In the essay on sales that follows, what did Mark Cuban say he would do if he had to start over on the path to getting rich?

* **Reading passage**

-*-

11 min read

A Thing or Two About Sales

Musings on the idea of "sales" as an experience
A Thing or Two About Sales

And I don't know a thing about sales.

I mean, I’ve sold a few things on eBay before, but I’ve never tried to make a living out of selling. Today, I’m staring down the road of career change and looking at all the options, I’m thinking about sales, too. Whether you're a natural salesperson, you're a candidate for a job, or you looking to date someone new, here are some thoughts on what it means to enter into the world of sales.

Some years ago, I remember watching a Mark Cuban interview where he was asked the question of if he had to do it all over again, how would he start on the journey to getting rich. He said he’d find a company and take a sales job, and work to become economically irreplaceable to the company.

Maybe salespeople are just solving problems for other people all day long. Of course, it's probably not that simple, nothing ever is — they have to find the people who have the problems they can solve, and that might take a lot of work. They have to build relationships, and that takes a lot of work, too. But they end up solving problems, helping people out and maybe they get to earn a decent living along the way.

My sales experience has typically been one that makes me feel like I need a shower, and I couldn’t possibly be one of “those” people. But then I had a moment. I love solving problems, and the more complex, the better. What if I could find a job helping people solve problems?

-*-

* **Data excerpt**

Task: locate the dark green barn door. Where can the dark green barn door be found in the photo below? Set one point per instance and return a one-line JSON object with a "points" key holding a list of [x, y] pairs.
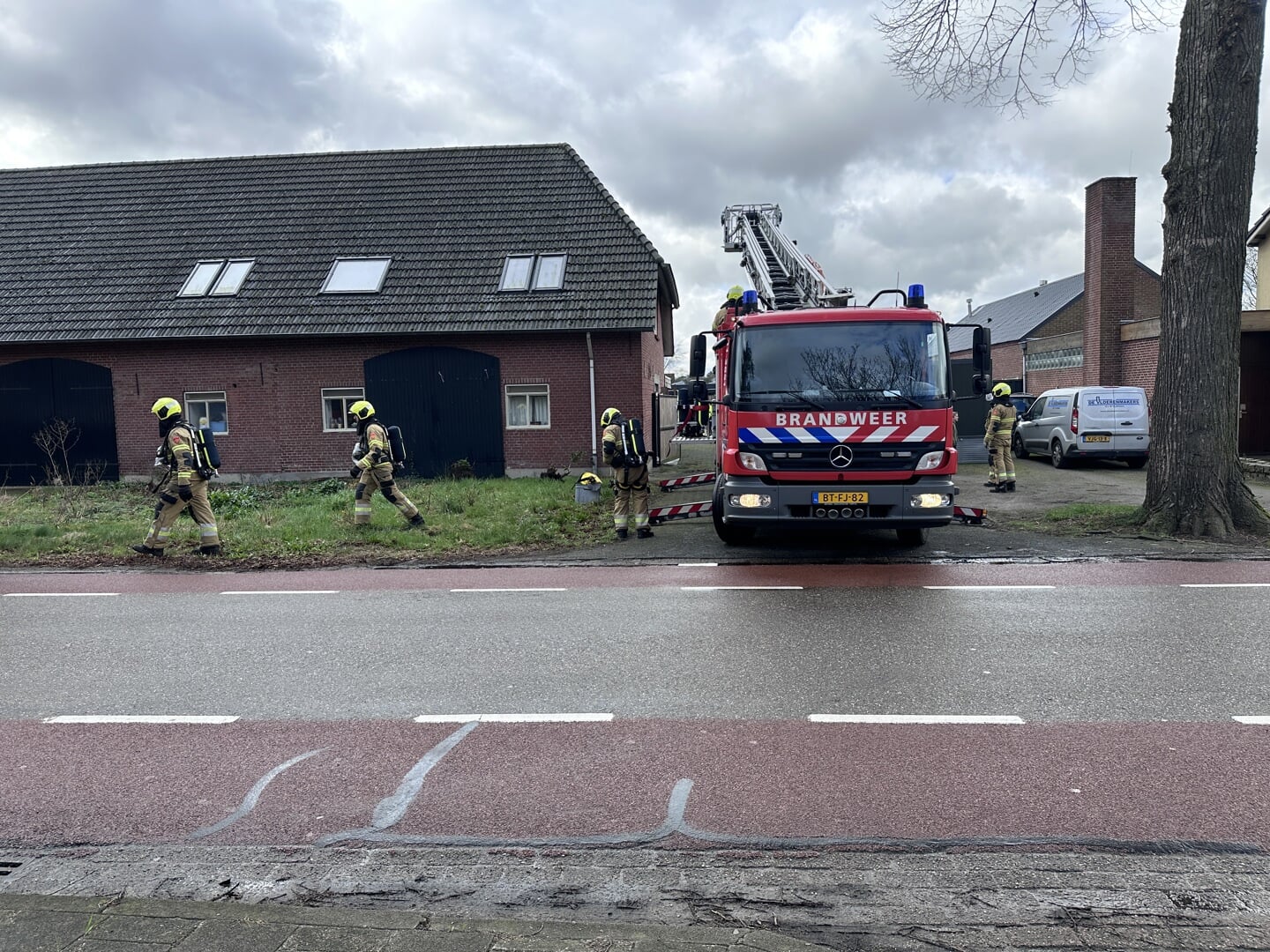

-*-

* **Full output**
He would find a company, take a sales job, and work to become economically irreplaceable to that company.